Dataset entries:
= Beginning of Section =
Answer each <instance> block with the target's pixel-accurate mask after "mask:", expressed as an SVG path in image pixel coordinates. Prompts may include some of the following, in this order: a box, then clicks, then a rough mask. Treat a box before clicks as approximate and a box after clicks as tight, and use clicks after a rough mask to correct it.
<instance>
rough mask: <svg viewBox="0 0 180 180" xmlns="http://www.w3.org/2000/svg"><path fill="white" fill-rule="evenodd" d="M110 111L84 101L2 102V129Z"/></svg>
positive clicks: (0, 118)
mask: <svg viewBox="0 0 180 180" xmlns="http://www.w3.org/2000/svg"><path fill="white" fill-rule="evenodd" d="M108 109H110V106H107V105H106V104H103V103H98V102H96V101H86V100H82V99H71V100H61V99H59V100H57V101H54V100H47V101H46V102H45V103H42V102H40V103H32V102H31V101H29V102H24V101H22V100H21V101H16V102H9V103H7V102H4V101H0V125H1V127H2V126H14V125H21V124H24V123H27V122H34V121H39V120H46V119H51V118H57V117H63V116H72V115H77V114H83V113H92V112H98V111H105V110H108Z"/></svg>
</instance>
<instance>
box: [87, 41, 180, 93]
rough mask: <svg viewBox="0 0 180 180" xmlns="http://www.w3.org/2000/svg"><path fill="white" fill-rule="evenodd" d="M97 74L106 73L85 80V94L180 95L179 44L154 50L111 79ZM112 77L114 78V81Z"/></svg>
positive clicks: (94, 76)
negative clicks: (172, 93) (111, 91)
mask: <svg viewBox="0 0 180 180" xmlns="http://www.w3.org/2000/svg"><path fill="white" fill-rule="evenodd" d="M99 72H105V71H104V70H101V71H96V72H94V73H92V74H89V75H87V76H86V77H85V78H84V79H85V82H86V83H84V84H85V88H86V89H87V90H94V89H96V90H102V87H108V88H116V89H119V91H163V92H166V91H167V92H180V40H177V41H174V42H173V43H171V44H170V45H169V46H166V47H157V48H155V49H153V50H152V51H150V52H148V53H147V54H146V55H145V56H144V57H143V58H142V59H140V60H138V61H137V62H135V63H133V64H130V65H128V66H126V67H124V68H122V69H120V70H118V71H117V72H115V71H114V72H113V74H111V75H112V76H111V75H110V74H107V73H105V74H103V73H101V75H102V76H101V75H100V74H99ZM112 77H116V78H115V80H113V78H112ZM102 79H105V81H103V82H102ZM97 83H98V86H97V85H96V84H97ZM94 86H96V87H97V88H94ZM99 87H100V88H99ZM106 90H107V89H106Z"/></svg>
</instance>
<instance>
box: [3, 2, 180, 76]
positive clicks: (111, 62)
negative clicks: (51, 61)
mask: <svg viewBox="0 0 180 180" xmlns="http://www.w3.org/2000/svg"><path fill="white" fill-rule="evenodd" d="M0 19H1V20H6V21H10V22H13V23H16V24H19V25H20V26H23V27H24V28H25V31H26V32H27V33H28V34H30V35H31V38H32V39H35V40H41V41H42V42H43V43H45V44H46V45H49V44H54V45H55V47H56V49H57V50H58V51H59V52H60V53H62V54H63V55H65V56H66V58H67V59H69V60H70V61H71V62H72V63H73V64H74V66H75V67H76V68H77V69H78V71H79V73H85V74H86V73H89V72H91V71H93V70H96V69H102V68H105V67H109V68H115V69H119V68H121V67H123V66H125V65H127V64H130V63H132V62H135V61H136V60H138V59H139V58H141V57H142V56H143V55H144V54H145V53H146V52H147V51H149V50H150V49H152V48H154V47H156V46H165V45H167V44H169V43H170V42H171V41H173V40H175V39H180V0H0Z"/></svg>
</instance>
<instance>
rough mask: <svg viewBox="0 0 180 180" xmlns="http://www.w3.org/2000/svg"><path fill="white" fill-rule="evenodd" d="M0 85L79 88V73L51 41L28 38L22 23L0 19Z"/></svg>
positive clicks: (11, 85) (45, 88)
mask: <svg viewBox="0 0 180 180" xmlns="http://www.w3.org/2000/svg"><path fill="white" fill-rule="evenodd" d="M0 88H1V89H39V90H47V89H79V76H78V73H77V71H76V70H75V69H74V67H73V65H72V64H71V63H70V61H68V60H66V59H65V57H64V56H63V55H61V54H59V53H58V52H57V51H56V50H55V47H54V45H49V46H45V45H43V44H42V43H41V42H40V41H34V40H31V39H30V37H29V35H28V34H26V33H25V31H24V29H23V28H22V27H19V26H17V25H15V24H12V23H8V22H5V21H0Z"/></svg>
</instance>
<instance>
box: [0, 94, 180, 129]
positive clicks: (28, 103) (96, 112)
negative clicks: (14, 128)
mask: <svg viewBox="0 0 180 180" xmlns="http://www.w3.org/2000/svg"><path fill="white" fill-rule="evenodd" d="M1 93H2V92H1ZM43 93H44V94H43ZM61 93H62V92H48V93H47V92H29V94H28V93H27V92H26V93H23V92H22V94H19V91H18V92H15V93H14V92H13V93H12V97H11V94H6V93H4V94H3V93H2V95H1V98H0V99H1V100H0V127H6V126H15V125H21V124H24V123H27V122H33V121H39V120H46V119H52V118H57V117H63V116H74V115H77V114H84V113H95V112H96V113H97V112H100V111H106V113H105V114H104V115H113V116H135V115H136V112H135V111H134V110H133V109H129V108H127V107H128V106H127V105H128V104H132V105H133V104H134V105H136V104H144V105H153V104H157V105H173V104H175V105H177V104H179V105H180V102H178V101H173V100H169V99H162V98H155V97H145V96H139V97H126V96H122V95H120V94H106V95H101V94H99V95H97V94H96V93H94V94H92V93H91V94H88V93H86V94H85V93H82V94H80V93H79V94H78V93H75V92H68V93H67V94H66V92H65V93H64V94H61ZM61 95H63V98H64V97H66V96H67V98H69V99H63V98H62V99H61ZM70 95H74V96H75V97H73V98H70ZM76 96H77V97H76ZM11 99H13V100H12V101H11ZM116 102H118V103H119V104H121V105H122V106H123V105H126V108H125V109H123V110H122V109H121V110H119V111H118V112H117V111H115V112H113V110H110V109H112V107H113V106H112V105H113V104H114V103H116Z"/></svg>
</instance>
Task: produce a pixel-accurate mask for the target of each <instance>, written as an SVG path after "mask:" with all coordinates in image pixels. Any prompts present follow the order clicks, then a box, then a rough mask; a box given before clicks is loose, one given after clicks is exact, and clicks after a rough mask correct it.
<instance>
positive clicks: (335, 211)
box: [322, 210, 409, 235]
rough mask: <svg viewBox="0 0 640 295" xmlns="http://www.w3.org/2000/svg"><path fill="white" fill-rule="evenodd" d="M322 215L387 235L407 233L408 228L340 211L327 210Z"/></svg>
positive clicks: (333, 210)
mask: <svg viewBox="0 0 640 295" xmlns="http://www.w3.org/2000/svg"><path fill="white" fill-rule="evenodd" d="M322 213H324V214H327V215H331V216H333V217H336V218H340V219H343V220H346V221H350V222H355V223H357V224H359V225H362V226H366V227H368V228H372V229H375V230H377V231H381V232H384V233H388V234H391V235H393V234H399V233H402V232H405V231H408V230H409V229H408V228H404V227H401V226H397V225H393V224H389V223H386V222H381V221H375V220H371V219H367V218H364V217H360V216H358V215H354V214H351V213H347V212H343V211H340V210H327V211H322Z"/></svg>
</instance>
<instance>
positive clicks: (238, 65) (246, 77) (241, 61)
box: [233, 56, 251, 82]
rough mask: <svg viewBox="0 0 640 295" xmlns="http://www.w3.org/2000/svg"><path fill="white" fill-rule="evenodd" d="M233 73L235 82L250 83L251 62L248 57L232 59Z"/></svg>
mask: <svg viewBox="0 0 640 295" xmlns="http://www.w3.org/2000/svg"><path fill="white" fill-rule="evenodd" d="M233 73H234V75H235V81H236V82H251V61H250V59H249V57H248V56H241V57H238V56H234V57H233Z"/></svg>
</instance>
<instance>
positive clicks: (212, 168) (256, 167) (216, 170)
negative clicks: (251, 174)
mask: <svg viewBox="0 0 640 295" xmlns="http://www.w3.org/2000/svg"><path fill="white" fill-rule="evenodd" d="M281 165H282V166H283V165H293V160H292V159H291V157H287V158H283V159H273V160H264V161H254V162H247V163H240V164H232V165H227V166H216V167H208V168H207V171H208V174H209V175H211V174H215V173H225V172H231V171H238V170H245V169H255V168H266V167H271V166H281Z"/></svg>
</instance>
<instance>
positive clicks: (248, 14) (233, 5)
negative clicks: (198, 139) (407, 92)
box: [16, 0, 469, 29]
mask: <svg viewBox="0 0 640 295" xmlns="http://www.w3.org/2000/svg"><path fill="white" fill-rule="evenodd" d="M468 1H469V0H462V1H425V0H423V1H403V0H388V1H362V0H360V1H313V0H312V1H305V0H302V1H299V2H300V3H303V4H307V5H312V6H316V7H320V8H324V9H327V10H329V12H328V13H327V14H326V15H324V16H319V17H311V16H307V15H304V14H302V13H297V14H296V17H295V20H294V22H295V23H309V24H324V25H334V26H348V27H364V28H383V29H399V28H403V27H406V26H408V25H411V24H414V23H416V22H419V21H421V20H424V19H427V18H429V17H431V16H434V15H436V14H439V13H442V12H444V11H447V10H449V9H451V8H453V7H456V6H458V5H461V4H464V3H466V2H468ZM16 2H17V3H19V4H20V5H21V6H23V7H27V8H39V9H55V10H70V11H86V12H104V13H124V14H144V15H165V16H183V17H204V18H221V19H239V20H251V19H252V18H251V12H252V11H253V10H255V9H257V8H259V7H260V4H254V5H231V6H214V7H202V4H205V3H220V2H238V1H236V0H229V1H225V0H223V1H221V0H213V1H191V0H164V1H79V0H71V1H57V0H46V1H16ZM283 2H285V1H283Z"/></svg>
= End of Section =
• _EXERCISE BRIEF_
Count the lines in the items above that contain the string "with", treating uppercase and lowercase as different, and give only the number.

• _RESPONSE TO THIS TASK_
2